:: RECORDS SHOWN ::

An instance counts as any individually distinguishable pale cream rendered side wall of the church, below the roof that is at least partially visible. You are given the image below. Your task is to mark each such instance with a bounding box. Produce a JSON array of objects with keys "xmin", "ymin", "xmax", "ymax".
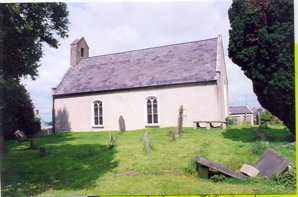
[{"xmin": 54, "ymin": 85, "xmax": 225, "ymax": 131}]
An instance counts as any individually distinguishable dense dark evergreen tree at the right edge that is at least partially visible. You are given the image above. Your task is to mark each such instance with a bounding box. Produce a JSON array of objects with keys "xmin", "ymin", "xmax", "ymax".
[{"xmin": 228, "ymin": 0, "xmax": 295, "ymax": 134}]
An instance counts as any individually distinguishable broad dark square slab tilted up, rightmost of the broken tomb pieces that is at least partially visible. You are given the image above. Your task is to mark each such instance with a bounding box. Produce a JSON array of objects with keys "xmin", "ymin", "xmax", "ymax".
[{"xmin": 254, "ymin": 149, "xmax": 290, "ymax": 178}]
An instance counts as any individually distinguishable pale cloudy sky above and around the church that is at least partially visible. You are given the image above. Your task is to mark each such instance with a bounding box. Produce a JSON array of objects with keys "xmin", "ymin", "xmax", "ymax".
[{"xmin": 22, "ymin": 0, "xmax": 260, "ymax": 121}]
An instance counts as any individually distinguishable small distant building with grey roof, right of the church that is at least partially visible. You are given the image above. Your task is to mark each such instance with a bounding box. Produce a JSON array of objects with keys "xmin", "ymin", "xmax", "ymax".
[{"xmin": 230, "ymin": 106, "xmax": 254, "ymax": 125}]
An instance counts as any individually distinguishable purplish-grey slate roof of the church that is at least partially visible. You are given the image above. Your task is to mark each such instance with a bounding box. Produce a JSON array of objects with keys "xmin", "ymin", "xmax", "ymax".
[{"xmin": 54, "ymin": 38, "xmax": 218, "ymax": 95}]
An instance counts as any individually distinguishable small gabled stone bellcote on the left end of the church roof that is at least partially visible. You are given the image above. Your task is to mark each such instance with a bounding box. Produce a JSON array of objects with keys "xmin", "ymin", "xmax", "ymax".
[{"xmin": 70, "ymin": 37, "xmax": 89, "ymax": 66}]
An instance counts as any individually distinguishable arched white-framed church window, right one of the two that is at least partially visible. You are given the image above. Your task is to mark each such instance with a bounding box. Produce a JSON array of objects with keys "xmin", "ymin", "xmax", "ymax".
[{"xmin": 146, "ymin": 97, "xmax": 159, "ymax": 125}]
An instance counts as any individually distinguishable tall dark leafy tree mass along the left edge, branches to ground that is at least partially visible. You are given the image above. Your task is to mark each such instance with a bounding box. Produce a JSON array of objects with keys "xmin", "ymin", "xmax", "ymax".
[{"xmin": 0, "ymin": 3, "xmax": 69, "ymax": 138}]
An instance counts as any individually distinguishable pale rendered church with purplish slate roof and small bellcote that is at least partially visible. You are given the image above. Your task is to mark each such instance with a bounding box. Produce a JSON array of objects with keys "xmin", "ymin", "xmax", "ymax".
[{"xmin": 53, "ymin": 36, "xmax": 229, "ymax": 132}]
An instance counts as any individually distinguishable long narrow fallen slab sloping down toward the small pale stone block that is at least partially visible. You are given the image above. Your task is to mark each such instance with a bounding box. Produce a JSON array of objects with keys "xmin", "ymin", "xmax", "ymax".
[{"xmin": 195, "ymin": 155, "xmax": 248, "ymax": 179}]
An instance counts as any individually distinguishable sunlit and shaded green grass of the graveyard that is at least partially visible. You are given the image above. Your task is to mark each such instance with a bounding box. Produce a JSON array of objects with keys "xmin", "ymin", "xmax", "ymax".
[{"xmin": 1, "ymin": 127, "xmax": 296, "ymax": 196}]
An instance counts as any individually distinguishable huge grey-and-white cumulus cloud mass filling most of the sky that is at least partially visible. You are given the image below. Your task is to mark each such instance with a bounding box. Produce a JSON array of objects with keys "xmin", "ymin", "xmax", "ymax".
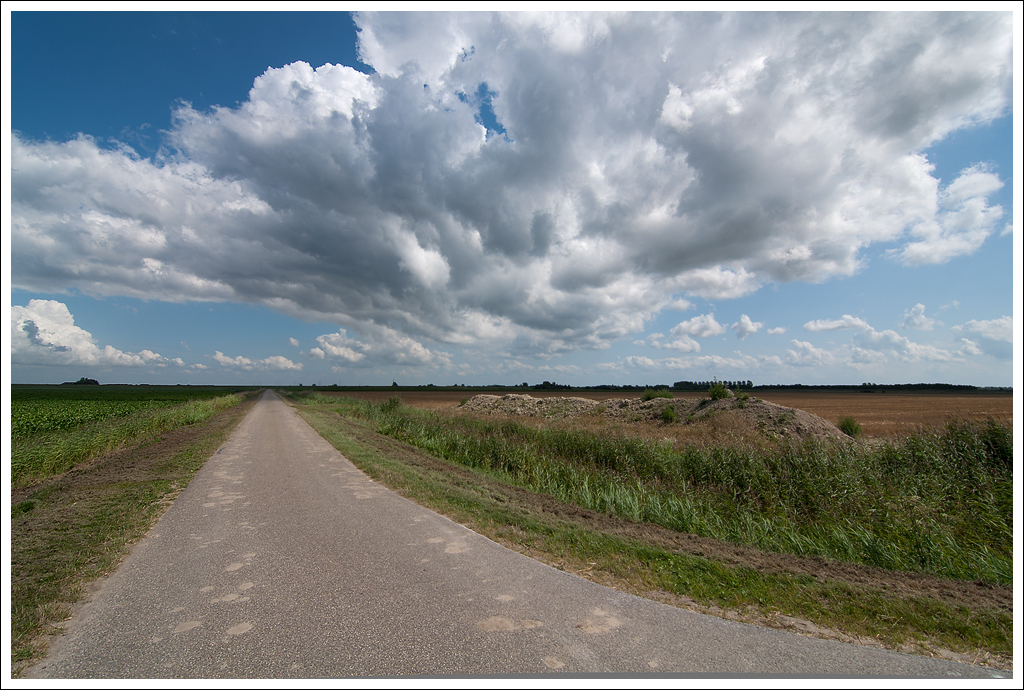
[{"xmin": 12, "ymin": 12, "xmax": 1012, "ymax": 354}]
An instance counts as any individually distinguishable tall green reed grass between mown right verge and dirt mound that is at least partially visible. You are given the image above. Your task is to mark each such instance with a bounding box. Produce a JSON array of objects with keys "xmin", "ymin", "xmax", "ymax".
[{"xmin": 331, "ymin": 398, "xmax": 1013, "ymax": 584}]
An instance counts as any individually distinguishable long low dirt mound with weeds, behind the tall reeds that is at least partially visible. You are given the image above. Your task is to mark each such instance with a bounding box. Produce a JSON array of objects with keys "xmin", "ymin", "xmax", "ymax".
[{"xmin": 460, "ymin": 393, "xmax": 849, "ymax": 441}]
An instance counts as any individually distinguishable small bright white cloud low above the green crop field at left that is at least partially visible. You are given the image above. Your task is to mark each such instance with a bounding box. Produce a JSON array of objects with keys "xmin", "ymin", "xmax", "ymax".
[{"xmin": 10, "ymin": 300, "xmax": 185, "ymax": 368}]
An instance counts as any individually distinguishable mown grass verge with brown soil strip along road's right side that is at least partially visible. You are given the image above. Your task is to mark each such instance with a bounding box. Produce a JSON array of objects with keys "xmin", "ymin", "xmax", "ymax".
[{"xmin": 298, "ymin": 400, "xmax": 1013, "ymax": 667}]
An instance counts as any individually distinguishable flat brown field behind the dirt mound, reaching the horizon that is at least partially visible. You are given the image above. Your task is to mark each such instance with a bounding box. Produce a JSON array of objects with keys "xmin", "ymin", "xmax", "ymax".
[{"xmin": 322, "ymin": 389, "xmax": 1014, "ymax": 437}]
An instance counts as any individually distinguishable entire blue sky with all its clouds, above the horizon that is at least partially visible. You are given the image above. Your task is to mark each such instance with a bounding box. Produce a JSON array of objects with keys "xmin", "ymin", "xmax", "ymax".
[{"xmin": 3, "ymin": 8, "xmax": 1021, "ymax": 386}]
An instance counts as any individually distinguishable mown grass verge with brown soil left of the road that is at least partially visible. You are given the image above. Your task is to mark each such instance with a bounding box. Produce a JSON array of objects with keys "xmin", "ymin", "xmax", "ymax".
[{"xmin": 10, "ymin": 395, "xmax": 256, "ymax": 676}]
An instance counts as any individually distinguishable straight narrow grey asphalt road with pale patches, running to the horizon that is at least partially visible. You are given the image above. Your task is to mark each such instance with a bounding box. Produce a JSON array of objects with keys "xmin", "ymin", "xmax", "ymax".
[{"xmin": 28, "ymin": 392, "xmax": 1009, "ymax": 678}]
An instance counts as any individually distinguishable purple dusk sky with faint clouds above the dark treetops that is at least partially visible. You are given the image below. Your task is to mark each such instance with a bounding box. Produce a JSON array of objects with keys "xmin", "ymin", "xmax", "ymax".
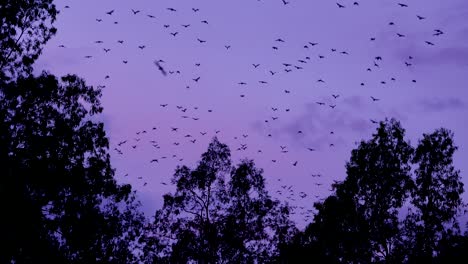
[{"xmin": 36, "ymin": 0, "xmax": 468, "ymax": 226}]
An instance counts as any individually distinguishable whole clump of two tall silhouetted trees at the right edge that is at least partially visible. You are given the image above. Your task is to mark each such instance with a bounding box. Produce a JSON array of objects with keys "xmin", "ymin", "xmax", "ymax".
[{"xmin": 282, "ymin": 119, "xmax": 468, "ymax": 263}]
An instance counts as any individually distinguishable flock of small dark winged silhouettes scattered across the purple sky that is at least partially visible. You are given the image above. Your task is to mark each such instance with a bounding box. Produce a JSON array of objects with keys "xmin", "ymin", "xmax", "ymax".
[{"xmin": 59, "ymin": 0, "xmax": 444, "ymax": 221}]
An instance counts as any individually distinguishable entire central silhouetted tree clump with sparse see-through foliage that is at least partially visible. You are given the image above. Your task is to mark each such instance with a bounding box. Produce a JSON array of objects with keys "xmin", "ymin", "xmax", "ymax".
[{"xmin": 147, "ymin": 138, "xmax": 294, "ymax": 263}]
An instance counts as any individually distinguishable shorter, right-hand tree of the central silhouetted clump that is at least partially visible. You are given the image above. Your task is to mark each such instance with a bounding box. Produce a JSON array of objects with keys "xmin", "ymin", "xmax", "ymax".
[{"xmin": 221, "ymin": 160, "xmax": 296, "ymax": 263}]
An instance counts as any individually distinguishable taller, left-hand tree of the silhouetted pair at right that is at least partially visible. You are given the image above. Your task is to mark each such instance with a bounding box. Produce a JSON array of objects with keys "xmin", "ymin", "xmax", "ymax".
[{"xmin": 291, "ymin": 119, "xmax": 413, "ymax": 263}]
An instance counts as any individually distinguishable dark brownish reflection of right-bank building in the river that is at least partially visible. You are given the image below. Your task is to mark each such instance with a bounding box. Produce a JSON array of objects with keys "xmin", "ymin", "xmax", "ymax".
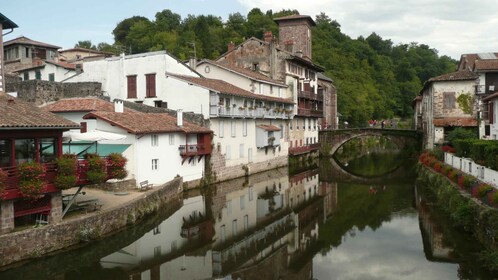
[{"xmin": 416, "ymin": 189, "xmax": 456, "ymax": 262}]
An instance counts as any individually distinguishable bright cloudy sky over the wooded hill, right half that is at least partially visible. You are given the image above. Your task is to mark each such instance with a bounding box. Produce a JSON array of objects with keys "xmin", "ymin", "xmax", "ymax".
[{"xmin": 239, "ymin": 0, "xmax": 498, "ymax": 59}]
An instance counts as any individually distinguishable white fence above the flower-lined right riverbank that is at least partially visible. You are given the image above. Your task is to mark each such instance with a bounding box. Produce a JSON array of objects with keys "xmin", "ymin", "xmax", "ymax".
[{"xmin": 444, "ymin": 153, "xmax": 498, "ymax": 189}]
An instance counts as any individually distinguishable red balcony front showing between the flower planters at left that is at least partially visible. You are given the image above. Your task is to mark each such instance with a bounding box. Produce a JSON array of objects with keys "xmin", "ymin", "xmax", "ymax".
[{"xmin": 2, "ymin": 160, "xmax": 115, "ymax": 200}]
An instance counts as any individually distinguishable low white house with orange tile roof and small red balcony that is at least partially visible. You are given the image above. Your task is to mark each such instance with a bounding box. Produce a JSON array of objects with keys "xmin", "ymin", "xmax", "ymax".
[{"xmin": 42, "ymin": 98, "xmax": 211, "ymax": 185}]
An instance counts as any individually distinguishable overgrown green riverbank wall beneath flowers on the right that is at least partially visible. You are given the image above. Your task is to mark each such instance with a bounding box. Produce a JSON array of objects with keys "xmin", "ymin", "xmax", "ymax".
[{"xmin": 417, "ymin": 164, "xmax": 498, "ymax": 251}]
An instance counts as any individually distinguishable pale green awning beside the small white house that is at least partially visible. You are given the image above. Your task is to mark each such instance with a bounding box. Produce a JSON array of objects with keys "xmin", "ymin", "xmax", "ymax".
[{"xmin": 62, "ymin": 142, "xmax": 130, "ymax": 157}]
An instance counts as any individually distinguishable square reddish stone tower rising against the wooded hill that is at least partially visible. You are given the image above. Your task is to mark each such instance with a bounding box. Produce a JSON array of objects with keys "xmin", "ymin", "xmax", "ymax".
[{"xmin": 273, "ymin": 15, "xmax": 316, "ymax": 61}]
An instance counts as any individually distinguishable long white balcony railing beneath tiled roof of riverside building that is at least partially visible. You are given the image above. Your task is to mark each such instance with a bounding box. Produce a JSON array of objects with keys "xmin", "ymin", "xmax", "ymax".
[{"xmin": 210, "ymin": 106, "xmax": 293, "ymax": 119}]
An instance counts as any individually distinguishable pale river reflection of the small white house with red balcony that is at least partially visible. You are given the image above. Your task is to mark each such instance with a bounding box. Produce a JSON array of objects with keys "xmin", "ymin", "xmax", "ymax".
[{"xmin": 100, "ymin": 196, "xmax": 212, "ymax": 279}]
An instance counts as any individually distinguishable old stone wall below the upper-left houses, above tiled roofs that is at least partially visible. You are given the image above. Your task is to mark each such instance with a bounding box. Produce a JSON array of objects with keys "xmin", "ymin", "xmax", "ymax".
[{"xmin": 6, "ymin": 80, "xmax": 103, "ymax": 105}]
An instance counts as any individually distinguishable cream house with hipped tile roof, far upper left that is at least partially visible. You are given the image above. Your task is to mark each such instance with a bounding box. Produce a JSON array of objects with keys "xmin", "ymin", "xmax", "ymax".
[{"xmin": 3, "ymin": 36, "xmax": 61, "ymax": 73}]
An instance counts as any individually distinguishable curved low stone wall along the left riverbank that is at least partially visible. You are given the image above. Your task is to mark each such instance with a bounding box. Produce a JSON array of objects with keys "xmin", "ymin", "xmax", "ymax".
[{"xmin": 0, "ymin": 178, "xmax": 183, "ymax": 266}]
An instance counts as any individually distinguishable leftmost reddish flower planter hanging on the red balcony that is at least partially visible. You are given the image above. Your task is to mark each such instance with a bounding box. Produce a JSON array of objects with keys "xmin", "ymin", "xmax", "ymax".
[{"xmin": 17, "ymin": 161, "xmax": 45, "ymax": 200}]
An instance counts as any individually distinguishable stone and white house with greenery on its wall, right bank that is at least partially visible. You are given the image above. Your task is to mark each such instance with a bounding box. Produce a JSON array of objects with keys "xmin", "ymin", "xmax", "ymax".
[{"xmin": 416, "ymin": 70, "xmax": 478, "ymax": 149}]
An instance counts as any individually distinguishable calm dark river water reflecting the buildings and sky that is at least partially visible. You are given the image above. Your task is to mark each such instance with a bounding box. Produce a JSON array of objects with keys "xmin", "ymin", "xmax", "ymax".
[{"xmin": 0, "ymin": 154, "xmax": 498, "ymax": 280}]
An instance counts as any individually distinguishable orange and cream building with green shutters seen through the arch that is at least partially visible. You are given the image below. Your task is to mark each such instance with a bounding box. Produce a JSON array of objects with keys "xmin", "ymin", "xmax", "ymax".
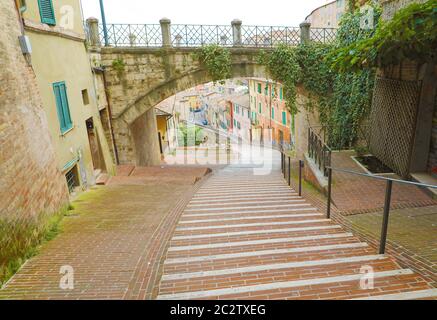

:::

◆ **WHAT THE TASK ASKS**: No pictures belong in the output. It should reproduce exactly the lines from the one containing "An instance counts as any individually distinguishable calm" through the end of the data, both ends included.

◆ **SOLVED PROBLEM**:
An instance counts as any individually distinguishable calm dark river water reflecting the buildings and sky that is at least partially visible. You are given the image above. Your task is to mark each such instance with a bounding box. Produce a JSON array of objects with keys "xmin", "ymin", "xmax", "ymax".
[{"xmin": 0, "ymin": 154, "xmax": 498, "ymax": 280}]
An instance counts as any individually distinguishable orange and cream building with green shutters seen through the arch that is at least partially visible. You are given the image below. Your task is to mark each such instance with a bounding box. Produce a JSON array of objects with keys "xmin", "ymin", "xmax", "ymax".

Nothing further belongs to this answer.